## Description of the task:
Reproduce the entries in full, with no changes.

## Material for this exercise:
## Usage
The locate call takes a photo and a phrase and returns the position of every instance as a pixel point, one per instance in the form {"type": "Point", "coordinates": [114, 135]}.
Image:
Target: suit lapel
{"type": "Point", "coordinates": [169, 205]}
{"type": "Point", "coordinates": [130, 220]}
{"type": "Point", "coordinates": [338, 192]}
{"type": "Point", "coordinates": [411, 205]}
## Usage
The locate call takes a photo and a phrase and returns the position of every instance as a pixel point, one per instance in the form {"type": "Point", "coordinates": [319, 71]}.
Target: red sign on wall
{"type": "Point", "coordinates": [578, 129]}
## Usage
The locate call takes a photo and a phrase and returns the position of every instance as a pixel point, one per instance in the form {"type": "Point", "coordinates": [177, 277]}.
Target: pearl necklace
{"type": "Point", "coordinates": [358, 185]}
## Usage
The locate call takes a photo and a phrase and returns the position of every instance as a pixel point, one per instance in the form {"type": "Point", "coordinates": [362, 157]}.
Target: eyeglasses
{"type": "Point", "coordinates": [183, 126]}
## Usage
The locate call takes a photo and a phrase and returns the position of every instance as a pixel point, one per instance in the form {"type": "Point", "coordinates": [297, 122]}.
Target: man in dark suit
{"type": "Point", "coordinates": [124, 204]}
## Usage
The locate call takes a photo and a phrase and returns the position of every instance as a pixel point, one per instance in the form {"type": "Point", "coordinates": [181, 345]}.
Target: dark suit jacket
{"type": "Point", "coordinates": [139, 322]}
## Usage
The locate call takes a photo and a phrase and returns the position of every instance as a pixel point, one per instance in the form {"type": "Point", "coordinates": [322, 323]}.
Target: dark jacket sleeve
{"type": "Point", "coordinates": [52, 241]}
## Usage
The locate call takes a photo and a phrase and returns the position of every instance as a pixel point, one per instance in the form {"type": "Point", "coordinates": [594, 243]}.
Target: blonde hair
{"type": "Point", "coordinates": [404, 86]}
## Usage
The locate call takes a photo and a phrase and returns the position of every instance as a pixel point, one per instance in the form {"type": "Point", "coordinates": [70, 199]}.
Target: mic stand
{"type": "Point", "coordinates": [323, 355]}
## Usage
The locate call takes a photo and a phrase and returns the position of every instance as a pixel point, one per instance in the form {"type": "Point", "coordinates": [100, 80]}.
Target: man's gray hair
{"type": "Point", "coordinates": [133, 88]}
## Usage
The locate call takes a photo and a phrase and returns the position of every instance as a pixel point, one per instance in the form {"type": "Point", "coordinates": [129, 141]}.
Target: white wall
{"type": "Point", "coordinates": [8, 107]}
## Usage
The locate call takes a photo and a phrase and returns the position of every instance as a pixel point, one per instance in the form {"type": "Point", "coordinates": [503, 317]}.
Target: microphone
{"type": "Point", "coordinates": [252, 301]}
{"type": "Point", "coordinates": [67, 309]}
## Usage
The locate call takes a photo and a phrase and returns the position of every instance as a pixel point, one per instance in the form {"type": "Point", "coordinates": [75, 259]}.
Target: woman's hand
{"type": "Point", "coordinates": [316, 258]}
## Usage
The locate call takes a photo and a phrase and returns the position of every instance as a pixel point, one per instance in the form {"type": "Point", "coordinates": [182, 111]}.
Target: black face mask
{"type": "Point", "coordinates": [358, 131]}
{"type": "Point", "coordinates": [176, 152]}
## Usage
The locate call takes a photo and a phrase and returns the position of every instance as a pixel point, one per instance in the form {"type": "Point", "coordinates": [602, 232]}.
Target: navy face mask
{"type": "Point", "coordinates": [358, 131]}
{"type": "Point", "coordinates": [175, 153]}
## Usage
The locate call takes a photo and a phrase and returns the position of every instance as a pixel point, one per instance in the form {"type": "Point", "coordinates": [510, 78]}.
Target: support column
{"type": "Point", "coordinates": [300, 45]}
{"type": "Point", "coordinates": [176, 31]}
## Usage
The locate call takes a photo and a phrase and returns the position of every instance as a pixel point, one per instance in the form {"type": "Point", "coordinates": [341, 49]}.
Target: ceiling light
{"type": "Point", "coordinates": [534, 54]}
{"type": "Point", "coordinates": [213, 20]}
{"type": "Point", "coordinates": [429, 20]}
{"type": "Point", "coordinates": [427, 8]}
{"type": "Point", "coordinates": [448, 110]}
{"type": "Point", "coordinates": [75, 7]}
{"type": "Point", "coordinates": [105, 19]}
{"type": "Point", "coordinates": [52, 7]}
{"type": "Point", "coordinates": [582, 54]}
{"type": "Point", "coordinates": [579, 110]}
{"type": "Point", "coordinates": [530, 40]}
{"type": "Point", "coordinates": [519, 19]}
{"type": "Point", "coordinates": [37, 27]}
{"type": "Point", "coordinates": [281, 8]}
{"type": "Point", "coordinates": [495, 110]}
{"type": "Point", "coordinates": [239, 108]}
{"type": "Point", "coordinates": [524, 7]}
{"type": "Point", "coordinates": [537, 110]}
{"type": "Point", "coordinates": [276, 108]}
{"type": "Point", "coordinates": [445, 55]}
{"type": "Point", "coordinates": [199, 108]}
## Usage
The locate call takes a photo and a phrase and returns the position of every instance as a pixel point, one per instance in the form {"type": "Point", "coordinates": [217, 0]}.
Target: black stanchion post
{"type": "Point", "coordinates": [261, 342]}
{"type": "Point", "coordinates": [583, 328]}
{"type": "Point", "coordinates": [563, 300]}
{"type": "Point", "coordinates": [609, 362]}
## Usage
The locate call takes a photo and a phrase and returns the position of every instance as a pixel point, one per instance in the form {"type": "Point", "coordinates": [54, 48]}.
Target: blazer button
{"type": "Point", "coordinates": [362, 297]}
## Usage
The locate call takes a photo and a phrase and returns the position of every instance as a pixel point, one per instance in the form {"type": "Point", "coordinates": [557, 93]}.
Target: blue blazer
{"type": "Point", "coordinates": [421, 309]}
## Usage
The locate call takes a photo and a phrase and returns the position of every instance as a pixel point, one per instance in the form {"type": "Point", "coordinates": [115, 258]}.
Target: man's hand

## Solution for this task:
## Usage
The locate call takes a photo and a phrase and returns the position of every instance as a pixel point, one per instance in the form {"type": "Point", "coordinates": [114, 135]}.
Image:
Target: suit lapel
{"type": "Point", "coordinates": [169, 205]}
{"type": "Point", "coordinates": [130, 220]}
{"type": "Point", "coordinates": [338, 192]}
{"type": "Point", "coordinates": [411, 205]}
## Usage
The locate call takes a photo and a phrase and returns the position of every instance as a pixel point, one per instance in the form {"type": "Point", "coordinates": [319, 71]}.
Target: red sign on wall
{"type": "Point", "coordinates": [578, 129]}
## Usage
The locate call takes a photo and a phrase and returns the position of every instance as a pixel point, one per instance in the form {"type": "Point", "coordinates": [177, 277]}.
Target: pearl necklace
{"type": "Point", "coordinates": [358, 185]}
## Usage
The locate call takes a photo and a phrase and returns the position of every instance as a pixel point, one per instance in the form {"type": "Point", "coordinates": [362, 157]}.
Target: eyeglasses
{"type": "Point", "coordinates": [183, 126]}
## Usage
The locate call takes a photo and a phrase and returns the position of every instance as a pixel point, one per instance in the form {"type": "Point", "coordinates": [297, 122]}.
Target: man in dark suit
{"type": "Point", "coordinates": [124, 204]}
## Usage
The locate call takes a photo and a phrase and returns the position of every instance as a pixel point, one per instance in the form {"type": "Point", "coordinates": [181, 345]}.
Target: dark suit jacket
{"type": "Point", "coordinates": [139, 322]}
## Usage
The locate call takes a photo and a phrase and returns the position of every instance as a pixel point, one per instance in the form {"type": "Point", "coordinates": [322, 323]}.
Target: dark jacket sleeve
{"type": "Point", "coordinates": [52, 241]}
## Usage
The locate call takes a photo and a phrase and returns the position of every instance as a pixel point, one per instance in the form {"type": "Point", "coordinates": [594, 243]}.
Target: blonde hair
{"type": "Point", "coordinates": [404, 86]}
## Usage
The locate call takes a photo and a phrase and returns the position of every instance as a pixel point, one per instance in the form {"type": "Point", "coordinates": [70, 199]}.
Target: mic stand
{"type": "Point", "coordinates": [323, 355]}
## Usage
The locate call takes a photo and a phrase and returns the position of every instance as a pixel point, one per instance in the form {"type": "Point", "coordinates": [100, 80]}.
Target: man's gray hair
{"type": "Point", "coordinates": [133, 88]}
## Usage
The locate call takes a photo and a phrase and returns the position of every instance as a pixel point, one per instance in the form {"type": "Point", "coordinates": [129, 141]}.
Target: white wall
{"type": "Point", "coordinates": [8, 107]}
## Usage
The locate call takes a photo and a phrase and returns the position of every instance as a pixel point, one per instance in the form {"type": "Point", "coordinates": [503, 317]}.
Target: microphone
{"type": "Point", "coordinates": [252, 301]}
{"type": "Point", "coordinates": [67, 309]}
## Usage
The locate call takes a photo and a phrase and returns the position of every instance as a pixel point, one per instance in the form {"type": "Point", "coordinates": [75, 259]}.
Target: woman's hand
{"type": "Point", "coordinates": [316, 258]}
## Usage
The locate call takes a photo and a phrase and returns the position of every instance as a pixel point, one per instance in the form {"type": "Point", "coordinates": [182, 111]}.
Target: black face mask
{"type": "Point", "coordinates": [358, 131]}
{"type": "Point", "coordinates": [176, 152]}
## Usage
The locate call takes a photo and a phrase and returns the position of every instance as a pixel point, one per instance in the form {"type": "Point", "coordinates": [602, 232]}.
Target: navy face mask
{"type": "Point", "coordinates": [358, 131]}
{"type": "Point", "coordinates": [175, 153]}
## Usage
The locate call takes a photo and a phrase and returns the position of every instance as a pixel point, one per instance in the form {"type": "Point", "coordinates": [510, 78]}.
Target: support column
{"type": "Point", "coordinates": [300, 45]}
{"type": "Point", "coordinates": [176, 31]}
## Usage
The locate call takes a photo and a phrase and returns the position of every instance as a pixel point, one per instance in the form {"type": "Point", "coordinates": [341, 49]}.
Target: ceiling light
{"type": "Point", "coordinates": [534, 54]}
{"type": "Point", "coordinates": [213, 20]}
{"type": "Point", "coordinates": [429, 20]}
{"type": "Point", "coordinates": [427, 8]}
{"type": "Point", "coordinates": [448, 110]}
{"type": "Point", "coordinates": [75, 7]}
{"type": "Point", "coordinates": [105, 19]}
{"type": "Point", "coordinates": [52, 7]}
{"type": "Point", "coordinates": [582, 54]}
{"type": "Point", "coordinates": [579, 110]}
{"type": "Point", "coordinates": [530, 40]}
{"type": "Point", "coordinates": [519, 19]}
{"type": "Point", "coordinates": [37, 27]}
{"type": "Point", "coordinates": [281, 8]}
{"type": "Point", "coordinates": [495, 110]}
{"type": "Point", "coordinates": [239, 108]}
{"type": "Point", "coordinates": [524, 7]}
{"type": "Point", "coordinates": [537, 110]}
{"type": "Point", "coordinates": [276, 108]}
{"type": "Point", "coordinates": [445, 55]}
{"type": "Point", "coordinates": [199, 108]}
## Usage
The locate call takes a photo and a phrase and returns the position of every instance as a pixel point, one per instance in the form {"type": "Point", "coordinates": [217, 0]}.
Target: black stanchion post
{"type": "Point", "coordinates": [261, 342]}
{"type": "Point", "coordinates": [583, 328]}
{"type": "Point", "coordinates": [563, 300]}
{"type": "Point", "coordinates": [609, 362]}
## Usage
The locate call takes a photo and a phrase and returns the position of every instance as a pixel point, one per instance in the form {"type": "Point", "coordinates": [54, 48]}.
Target: blazer button
{"type": "Point", "coordinates": [362, 297]}
## Usage
The locate call takes a photo and a phrase and returns the position of every instance as a pixel point, one per instance in the form {"type": "Point", "coordinates": [557, 93]}.
Target: blue blazer
{"type": "Point", "coordinates": [421, 309]}
## Usage
The locate call takes a photo and a phrase and returns the position of every instance as a pixel point, one per instance in the form {"type": "Point", "coordinates": [115, 258]}.
Target: man's hand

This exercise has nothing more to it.